Records provided:
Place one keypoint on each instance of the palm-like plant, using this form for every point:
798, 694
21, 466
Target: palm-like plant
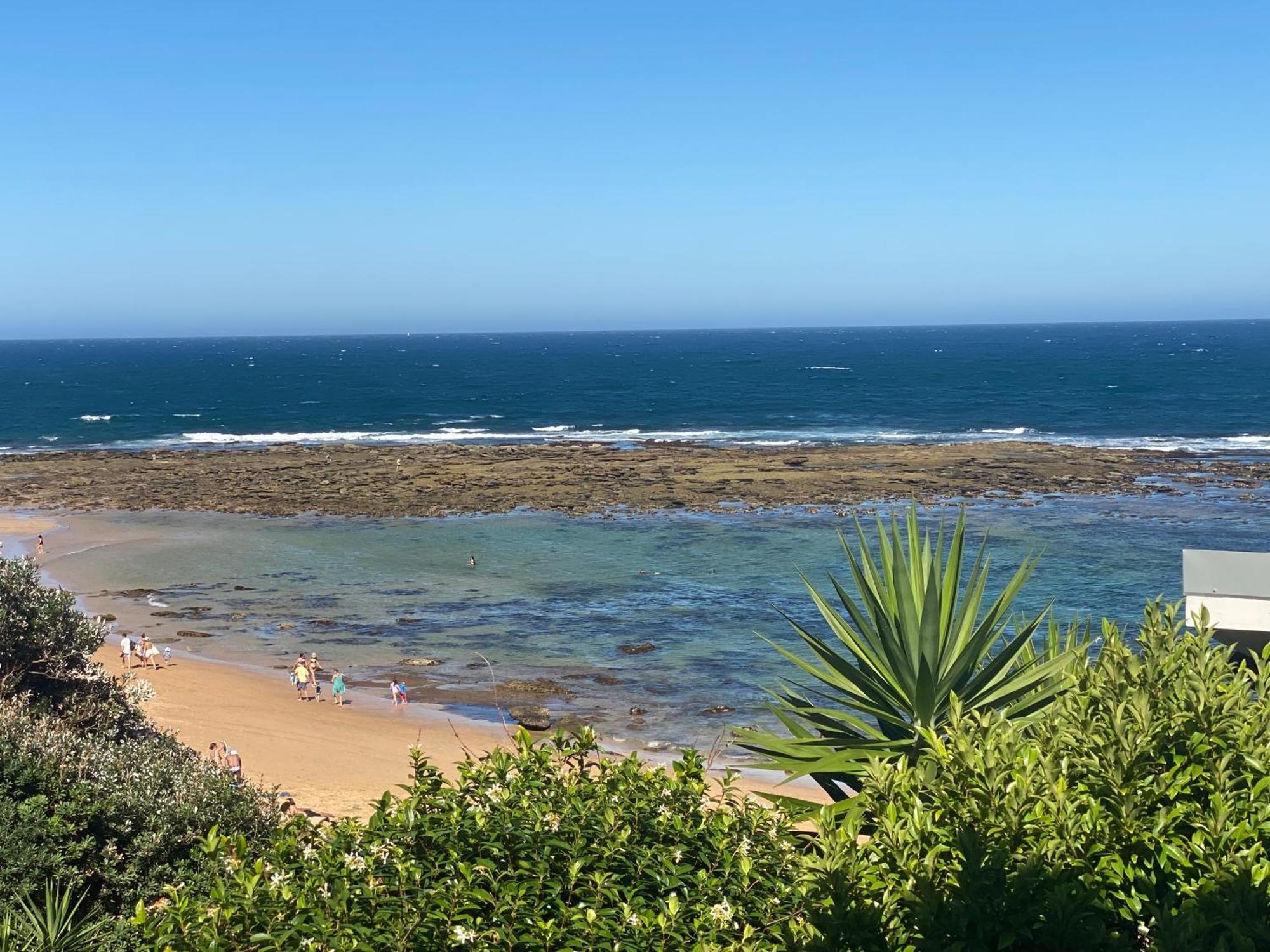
914, 640
55, 926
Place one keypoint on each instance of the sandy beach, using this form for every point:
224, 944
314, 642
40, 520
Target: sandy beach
335, 761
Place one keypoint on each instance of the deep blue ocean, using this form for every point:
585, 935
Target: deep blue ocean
1168, 385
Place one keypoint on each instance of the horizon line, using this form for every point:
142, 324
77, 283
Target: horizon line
648, 331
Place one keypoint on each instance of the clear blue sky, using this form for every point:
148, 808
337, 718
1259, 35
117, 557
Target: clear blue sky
186, 168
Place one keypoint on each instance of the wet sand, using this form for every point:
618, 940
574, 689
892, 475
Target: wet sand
335, 761
576, 478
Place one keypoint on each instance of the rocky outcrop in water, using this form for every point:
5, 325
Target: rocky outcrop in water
534, 718
582, 478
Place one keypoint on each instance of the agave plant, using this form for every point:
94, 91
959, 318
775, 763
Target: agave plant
916, 638
55, 926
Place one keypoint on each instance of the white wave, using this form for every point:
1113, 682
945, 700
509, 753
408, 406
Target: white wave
1234, 444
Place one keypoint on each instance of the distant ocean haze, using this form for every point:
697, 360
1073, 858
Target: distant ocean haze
1174, 387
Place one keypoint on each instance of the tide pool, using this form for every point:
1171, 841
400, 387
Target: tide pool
557, 597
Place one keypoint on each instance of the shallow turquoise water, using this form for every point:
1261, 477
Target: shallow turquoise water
557, 596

Action item: Please write out, exactly as they appear, only the lines from the one holding "Place one keypoint on each instance of the rocky" through the end of the data.

Output:
Place one keypoint on each instance of the rocky outcrop in water, using this form for every point:
5, 325
Target: rocky outcrop in water
534, 718
582, 478
Place one keypoint on each instance of the agave plant, using this form for every point:
94, 91
959, 318
775, 763
Target: agave plant
916, 638
55, 926
Place one keypoint on each instance of the white wave, using this form for every point:
1113, 682
945, 700
509, 753
408, 406
Target: white wave
1234, 444
Place one keypoint on each instance of the distant ocean haze, using this form for every point:
697, 360
1073, 858
Target: distant ocean haze
1174, 387
Place one keypoint on each instance of the tide pool, using this form for every point:
1171, 841
400, 387
Target: tide pool
557, 597
Place one keypoint on each instance of the shallow turquoise water, using this form for every point:
1261, 477
Target: shallow turquoise water
557, 596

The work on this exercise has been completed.